FDA approves Fostemsavir for multidrug resistant HIV infection
The U.S. Food and Drug Administration has approved Rukobia (fostemsavir) for adults living with HIV who have tried multiple HIV medications and whose HIV infection cannot be successfully treated with other therapies because of resistance, intolerance or safety considerations.
Fostemsavir is a new type of antiretroviral medication to be taken twice daily by mouth.It is a prodrug, which means that it is an inactive drug. Once taken, a prodrug does not work until the body converts it into an active form
The Food and Drug Administration has granted approval of Rukobia to ViiV Healthcare.
"This approval marks a new class of antiretroviral medications that may benefit patients who have run out of HIV treatment options," said Jeff Murray, M.D., deputy director of the Division of Antivirals in the FDA's Center for Drug Evaluation and Research. "The availability of new classes of antiretroviral drugs is critical for heavily treatment-experienced patients living with multidrug resistant HIV infection—helping people living with hard-to-treat HIV who are at greater risk for HIV-related complications, to potentially live longer, healthier lives."

» **Task list**
A: Translate this sentence from the article on the fostemsavir approval into Spanish: "The Food and Drug Administration has granted approval of Rukobia to ViiV Healthcare."
B: According to the article on the fostemsavir approval, how often is fostemsavir to be taken?
C: Write out everything in the article on the fostemsavir approval from "FDA approves Fostemsavir" down to "to ViiV Healthcare.", unchanged.

» **Recorded data**
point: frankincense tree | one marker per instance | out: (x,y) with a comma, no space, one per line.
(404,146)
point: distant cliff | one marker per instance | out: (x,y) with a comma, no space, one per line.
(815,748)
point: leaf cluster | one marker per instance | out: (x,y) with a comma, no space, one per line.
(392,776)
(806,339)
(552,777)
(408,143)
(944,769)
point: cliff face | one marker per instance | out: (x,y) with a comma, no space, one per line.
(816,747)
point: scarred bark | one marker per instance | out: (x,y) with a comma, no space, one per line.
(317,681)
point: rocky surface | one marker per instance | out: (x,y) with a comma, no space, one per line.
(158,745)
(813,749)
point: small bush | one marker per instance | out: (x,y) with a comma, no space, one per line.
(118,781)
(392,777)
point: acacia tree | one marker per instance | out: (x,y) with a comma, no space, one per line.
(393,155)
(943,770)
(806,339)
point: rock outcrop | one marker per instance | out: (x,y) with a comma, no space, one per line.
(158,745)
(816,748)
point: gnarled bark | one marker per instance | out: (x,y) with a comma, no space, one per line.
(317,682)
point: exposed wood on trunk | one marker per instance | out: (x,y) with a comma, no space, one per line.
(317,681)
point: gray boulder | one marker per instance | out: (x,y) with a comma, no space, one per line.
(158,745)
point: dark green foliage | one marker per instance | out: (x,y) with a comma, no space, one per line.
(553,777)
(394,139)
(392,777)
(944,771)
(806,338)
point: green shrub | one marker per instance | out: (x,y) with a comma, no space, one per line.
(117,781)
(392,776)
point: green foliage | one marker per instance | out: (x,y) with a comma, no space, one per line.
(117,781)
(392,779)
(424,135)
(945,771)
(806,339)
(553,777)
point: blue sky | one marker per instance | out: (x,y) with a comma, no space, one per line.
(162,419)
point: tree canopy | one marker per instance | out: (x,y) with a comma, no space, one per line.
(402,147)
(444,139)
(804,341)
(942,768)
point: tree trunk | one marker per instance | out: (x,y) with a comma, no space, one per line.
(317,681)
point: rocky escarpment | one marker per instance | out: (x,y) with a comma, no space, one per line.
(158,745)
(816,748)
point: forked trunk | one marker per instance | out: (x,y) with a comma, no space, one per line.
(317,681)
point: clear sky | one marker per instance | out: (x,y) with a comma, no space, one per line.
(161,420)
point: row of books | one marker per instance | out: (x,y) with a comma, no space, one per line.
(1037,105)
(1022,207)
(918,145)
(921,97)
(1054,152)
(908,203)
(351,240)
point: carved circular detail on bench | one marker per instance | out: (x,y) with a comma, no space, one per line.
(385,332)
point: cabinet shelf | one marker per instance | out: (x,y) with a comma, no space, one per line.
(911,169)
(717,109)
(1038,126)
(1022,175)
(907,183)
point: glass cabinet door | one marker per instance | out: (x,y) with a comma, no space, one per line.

» **Solutions to the exercise**
A: La Administración de Alimentos y Medicamentos ha concedido la aprobación de Rukobia a ViiV Healthcare.

B: Twice daily, by mouth.

C:
FDA approves Fostemsavir for multidrug resistant HIV infection
The U.S. Food and Drug Administration has approved Rukobia (fostemsavir) for adults living with HIV who have tried multiple HIV medications and whose HIV infection cannot be successfully treated with other therapies because of resistance, intolerance or safety considerations.
Fostemsavir is a new type of antiretroviral medication to be taken twice daily by mouth.It is a prodrug, which means that it is an inactive drug. Once taken, a prodrug does not work until the body converts it into an active form
The Food and Drug Administration has granted approval of Rukobia to ViiV Healthcare.